- [Sayfa alıntısı]:
════════════════
1. YAZARLAR

  2. Rıdvan Kaya

  3. Kudüs Günü ve İslami Sorumluluğumuz

Kudüs Günü ve İslami Sorumluluğumuz

Şubat 1999A+A-

Müslümanlar açısından Kudüs senede bir kez hatırlanan, gündeme alınıp, hakkında konuşmalar, etkinlikler yapılan ve bir sonraki yıl tekrar hatırlanmak üzere bir kenara bırakılan bir konu değildir, olmamalıdır. Kudüs bizim yüreğimizi dağlayan bir sancımızdır. Sürekli kanayan bir yaramızdır. Ve bu yüzden de bizim değişmez gündemimiz olmalıdır.

Her yıl Ramazan'ın son Cuma'sı vesilesiyle bu konuyu daha yoğun birlikteliklerle ele almamız; bu meselemiz, bu derin yaramız etrafında daha bir hassasiyetle durmamız, duyarlılıklarımız ve sorumluluklarımızın altının daha kalın bir biçimde çizilmesi açısından önemlidir.

Kudüs biz müslümanlar açısından her yönüyle büyük öneme sahiptir.
════════════════
- [Veriler]:

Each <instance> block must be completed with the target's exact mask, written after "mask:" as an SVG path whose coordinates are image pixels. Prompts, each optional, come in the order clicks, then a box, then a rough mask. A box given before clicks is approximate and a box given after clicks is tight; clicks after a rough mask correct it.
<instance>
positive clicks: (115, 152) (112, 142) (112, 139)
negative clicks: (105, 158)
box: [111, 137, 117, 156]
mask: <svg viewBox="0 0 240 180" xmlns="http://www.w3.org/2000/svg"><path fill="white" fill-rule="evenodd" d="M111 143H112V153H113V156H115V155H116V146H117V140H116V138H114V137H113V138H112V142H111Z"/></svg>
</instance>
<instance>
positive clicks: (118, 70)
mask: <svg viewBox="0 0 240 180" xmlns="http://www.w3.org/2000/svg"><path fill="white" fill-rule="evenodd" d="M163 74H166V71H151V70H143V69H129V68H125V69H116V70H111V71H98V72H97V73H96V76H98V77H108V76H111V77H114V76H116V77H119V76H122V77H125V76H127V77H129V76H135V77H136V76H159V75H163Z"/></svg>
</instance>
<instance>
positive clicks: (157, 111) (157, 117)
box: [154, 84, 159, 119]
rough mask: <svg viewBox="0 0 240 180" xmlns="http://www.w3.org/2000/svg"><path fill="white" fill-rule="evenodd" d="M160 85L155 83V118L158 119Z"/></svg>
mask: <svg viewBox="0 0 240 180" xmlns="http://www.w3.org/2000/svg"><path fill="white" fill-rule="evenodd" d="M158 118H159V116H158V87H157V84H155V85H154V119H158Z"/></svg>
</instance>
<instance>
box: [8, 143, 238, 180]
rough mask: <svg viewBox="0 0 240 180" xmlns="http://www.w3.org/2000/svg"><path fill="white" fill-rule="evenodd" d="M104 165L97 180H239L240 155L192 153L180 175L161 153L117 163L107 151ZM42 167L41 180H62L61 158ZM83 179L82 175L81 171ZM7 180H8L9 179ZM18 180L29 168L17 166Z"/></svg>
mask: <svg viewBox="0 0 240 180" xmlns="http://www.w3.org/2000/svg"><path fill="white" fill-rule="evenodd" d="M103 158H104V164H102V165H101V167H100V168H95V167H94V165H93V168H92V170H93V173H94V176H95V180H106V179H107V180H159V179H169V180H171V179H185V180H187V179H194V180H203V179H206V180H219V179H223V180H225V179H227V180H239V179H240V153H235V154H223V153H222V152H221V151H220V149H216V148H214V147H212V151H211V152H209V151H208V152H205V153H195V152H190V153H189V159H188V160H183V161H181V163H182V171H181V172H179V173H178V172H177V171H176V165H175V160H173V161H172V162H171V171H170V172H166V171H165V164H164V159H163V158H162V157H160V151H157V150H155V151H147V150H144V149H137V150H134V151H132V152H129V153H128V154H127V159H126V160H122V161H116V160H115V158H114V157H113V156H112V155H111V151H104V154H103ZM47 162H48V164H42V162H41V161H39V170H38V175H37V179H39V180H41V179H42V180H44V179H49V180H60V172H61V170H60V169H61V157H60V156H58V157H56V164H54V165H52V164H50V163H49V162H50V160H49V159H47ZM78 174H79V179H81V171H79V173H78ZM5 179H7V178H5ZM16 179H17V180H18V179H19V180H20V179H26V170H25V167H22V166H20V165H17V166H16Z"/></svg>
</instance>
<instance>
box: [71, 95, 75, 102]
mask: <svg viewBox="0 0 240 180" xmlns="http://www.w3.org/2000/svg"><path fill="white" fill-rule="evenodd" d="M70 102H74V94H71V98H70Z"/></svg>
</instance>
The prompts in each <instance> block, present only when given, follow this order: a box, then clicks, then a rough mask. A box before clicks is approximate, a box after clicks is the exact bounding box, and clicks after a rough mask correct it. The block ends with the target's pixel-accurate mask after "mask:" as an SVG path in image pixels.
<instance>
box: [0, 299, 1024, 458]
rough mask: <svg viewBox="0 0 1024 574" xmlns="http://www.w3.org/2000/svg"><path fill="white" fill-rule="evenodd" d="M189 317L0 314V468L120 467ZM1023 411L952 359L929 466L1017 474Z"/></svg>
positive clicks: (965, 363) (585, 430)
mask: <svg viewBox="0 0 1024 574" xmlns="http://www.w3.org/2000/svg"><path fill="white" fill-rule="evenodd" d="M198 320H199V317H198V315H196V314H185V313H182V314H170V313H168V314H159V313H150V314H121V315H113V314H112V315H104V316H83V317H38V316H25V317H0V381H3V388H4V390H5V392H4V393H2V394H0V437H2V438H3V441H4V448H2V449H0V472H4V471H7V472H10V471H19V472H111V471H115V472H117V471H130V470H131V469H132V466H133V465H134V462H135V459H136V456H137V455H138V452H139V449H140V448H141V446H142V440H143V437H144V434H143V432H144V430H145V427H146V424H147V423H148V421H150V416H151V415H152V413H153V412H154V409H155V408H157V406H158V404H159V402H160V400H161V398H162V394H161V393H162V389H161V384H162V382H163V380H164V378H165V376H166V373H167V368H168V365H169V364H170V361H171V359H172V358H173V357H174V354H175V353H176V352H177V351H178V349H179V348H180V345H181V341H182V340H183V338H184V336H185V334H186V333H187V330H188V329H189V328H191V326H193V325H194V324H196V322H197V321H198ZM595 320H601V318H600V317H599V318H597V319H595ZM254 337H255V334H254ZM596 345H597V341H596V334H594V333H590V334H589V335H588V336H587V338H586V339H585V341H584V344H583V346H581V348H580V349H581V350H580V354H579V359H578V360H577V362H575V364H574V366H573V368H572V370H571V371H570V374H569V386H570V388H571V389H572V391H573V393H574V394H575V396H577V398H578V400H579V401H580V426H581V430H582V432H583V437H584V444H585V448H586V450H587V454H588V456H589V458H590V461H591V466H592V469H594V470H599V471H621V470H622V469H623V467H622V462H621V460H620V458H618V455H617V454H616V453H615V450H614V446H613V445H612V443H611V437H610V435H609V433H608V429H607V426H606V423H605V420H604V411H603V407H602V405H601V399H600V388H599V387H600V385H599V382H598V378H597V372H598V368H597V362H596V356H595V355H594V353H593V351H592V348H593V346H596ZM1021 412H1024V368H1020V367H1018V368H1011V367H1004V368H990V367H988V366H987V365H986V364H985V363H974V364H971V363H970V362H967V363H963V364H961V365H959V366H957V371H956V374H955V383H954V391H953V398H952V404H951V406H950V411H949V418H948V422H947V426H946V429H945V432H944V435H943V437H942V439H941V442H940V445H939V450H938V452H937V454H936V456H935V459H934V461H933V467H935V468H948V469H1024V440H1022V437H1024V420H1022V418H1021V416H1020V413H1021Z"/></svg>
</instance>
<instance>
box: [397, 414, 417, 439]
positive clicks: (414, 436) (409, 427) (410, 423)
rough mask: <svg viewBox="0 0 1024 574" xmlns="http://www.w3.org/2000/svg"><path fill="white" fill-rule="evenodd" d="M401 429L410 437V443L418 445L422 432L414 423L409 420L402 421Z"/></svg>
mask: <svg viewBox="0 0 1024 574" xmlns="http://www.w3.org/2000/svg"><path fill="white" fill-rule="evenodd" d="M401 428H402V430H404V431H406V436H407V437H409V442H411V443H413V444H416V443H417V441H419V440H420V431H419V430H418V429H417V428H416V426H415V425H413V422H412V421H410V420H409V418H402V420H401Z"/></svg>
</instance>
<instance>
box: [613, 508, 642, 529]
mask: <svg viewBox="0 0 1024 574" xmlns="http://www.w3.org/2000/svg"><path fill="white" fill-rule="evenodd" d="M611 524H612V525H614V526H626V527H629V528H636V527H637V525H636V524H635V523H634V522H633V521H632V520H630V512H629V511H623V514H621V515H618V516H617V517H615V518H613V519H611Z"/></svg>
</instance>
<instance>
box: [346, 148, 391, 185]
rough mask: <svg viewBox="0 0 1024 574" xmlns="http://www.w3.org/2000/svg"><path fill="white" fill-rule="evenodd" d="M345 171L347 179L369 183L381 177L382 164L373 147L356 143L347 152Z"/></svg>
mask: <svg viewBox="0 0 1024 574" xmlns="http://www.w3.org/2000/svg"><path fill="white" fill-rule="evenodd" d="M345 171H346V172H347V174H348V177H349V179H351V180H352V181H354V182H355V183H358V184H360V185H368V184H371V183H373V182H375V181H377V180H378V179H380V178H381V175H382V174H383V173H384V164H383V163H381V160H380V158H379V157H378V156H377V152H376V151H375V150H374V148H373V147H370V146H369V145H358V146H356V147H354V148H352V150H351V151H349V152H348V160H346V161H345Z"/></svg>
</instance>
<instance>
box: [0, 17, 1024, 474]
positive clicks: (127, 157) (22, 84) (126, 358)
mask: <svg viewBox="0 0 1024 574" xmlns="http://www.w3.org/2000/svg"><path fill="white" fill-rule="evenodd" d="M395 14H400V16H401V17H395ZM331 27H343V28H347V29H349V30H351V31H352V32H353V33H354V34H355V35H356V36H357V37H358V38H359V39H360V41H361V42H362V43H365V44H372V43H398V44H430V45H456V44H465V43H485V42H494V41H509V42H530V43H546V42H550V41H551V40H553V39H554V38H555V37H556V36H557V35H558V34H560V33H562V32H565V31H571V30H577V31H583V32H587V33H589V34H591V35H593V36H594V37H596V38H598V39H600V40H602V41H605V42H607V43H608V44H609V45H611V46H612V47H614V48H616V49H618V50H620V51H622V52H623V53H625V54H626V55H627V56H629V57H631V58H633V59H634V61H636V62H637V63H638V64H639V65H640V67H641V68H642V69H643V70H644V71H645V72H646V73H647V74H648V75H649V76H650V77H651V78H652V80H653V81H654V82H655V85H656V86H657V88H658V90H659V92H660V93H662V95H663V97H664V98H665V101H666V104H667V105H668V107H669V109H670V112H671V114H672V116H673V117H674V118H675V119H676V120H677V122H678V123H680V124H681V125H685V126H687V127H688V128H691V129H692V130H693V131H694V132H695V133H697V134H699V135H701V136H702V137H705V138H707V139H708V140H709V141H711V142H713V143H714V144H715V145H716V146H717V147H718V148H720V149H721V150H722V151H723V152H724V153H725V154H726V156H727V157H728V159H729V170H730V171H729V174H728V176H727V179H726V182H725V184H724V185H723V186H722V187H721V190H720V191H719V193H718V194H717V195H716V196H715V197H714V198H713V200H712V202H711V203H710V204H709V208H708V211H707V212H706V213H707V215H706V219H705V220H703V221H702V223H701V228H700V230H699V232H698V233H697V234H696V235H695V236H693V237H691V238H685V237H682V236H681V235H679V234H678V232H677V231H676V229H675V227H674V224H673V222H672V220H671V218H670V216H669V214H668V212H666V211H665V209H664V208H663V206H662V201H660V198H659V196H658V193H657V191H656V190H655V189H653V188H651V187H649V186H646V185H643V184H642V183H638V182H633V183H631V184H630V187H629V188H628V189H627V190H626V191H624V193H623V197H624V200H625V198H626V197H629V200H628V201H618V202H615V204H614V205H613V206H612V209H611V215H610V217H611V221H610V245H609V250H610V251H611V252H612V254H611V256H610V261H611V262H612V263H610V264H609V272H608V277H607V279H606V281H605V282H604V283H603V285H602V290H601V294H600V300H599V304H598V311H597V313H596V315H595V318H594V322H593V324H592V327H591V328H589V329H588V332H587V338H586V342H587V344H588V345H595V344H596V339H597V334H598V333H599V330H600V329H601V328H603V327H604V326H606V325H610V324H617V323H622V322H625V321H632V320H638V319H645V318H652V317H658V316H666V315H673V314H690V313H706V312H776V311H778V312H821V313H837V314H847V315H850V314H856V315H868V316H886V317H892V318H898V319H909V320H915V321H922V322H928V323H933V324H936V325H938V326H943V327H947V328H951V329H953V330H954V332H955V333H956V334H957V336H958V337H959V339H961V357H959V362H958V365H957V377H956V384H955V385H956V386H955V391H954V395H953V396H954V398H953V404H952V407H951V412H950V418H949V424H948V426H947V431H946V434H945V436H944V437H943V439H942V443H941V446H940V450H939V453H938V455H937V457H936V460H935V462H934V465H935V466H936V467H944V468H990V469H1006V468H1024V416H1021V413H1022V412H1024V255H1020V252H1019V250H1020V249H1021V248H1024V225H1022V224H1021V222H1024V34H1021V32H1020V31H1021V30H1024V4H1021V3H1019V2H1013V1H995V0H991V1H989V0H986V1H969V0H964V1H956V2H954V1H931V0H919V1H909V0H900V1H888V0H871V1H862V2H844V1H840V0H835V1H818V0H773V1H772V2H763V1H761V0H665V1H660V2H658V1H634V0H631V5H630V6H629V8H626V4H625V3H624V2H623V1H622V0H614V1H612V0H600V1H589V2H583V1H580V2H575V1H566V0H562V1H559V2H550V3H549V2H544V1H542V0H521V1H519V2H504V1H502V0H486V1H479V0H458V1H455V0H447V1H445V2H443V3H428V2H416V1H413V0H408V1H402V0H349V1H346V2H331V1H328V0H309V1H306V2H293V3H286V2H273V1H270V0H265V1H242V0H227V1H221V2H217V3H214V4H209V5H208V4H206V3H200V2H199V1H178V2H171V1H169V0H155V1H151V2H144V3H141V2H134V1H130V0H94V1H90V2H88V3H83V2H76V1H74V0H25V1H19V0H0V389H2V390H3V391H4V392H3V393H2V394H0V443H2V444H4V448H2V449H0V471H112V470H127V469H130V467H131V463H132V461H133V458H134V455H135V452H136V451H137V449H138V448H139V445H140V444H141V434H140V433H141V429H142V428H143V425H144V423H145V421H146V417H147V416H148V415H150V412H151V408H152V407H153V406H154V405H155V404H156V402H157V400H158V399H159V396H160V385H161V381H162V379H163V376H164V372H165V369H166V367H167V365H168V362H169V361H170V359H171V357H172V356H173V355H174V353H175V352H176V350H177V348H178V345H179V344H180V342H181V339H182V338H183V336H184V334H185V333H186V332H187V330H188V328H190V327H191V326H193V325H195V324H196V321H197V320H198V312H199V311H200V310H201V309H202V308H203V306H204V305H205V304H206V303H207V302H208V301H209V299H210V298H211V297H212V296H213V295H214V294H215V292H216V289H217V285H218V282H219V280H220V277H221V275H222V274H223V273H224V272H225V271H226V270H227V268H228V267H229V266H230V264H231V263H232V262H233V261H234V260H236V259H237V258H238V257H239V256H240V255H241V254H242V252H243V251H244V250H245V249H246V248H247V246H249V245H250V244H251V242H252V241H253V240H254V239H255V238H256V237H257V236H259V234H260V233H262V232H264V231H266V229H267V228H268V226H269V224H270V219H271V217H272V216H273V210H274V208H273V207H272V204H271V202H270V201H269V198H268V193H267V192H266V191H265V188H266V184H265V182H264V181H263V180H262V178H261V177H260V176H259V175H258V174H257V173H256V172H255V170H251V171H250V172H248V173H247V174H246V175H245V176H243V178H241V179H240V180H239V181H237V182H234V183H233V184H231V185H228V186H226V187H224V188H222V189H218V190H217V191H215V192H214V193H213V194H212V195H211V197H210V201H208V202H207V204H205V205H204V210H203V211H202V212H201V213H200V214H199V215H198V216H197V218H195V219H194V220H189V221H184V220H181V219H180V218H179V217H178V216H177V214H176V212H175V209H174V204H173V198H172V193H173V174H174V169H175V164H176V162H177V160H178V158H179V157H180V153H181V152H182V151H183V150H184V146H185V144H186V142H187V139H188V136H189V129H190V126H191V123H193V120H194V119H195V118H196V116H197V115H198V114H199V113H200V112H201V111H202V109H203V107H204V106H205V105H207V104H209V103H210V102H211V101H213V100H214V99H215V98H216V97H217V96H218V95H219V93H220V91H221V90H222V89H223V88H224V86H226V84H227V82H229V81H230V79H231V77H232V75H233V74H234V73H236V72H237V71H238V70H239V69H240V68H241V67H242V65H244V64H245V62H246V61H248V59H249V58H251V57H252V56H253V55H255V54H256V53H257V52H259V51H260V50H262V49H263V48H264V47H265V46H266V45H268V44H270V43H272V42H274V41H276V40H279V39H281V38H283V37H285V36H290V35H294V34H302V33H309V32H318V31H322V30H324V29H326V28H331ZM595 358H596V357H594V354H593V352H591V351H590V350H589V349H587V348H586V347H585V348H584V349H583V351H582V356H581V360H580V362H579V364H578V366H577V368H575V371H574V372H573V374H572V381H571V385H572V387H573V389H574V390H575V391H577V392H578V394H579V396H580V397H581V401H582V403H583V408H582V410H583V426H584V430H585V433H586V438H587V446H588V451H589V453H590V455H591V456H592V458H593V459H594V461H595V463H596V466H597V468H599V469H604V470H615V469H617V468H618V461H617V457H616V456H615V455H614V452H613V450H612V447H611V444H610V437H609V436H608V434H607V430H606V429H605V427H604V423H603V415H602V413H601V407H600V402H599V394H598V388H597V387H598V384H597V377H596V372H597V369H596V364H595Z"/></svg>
════════════════
- [Yapılacaklar]:
- a) Kudüs yazısına göre bu konu her yıl hangi gün vesilesiyle daha yoğun birlikteliklerle ele alınmalıdır?
- b) Kudüs yazısında "1. YAZARLAR" ifadesinden "çizilmesi açısından önemlidir." ifadesine kadar uzanan bölümün hepsini, "Kudüs" adını "Beytülmakdis" olarak değiştirerek yeniden yaz.

- [Sonuçlar]:
- a) Ramazan'ın son Cuma'sı.

- b)
1. YAZARLAR

  2. Rıdvan Kaya

  3. Beytülmakdis Günü ve İslami Sorumluluğumuz

Beytülmakdis Günü ve İslami Sorumluluğumuz

Şubat 1999A+A-

Müslümanlar açısından Beytülmakdis senede bir kez hatırlanan, gündeme alınıp, hakkında konuşmalar, etkinlikler yapılan ve bir sonraki yıl tekrar hatırlanmak üzere bir kenara bırakılan bir konu değildir, olmamalıdır. Beytülmakdis bizim yüreğimizi dağlayan bir sancımızdır. Sürekli kanayan bir yaramızdır. Ve bu yüzden de bizim değişmez gündemimiz olmalıdır.

Her yıl Ramazan'ın son Cuma'sı vesilesiyle bu konuyu daha yoğun birlikteliklerle ele almamız; bu meselemiz, bu derin yaramız etrafında daha bir hassasiyetle durmamız, duyarlılıklarımız ve sorumluluklarımızın altının daha kalın bir biçimde çizilmesi açısından önemlidir.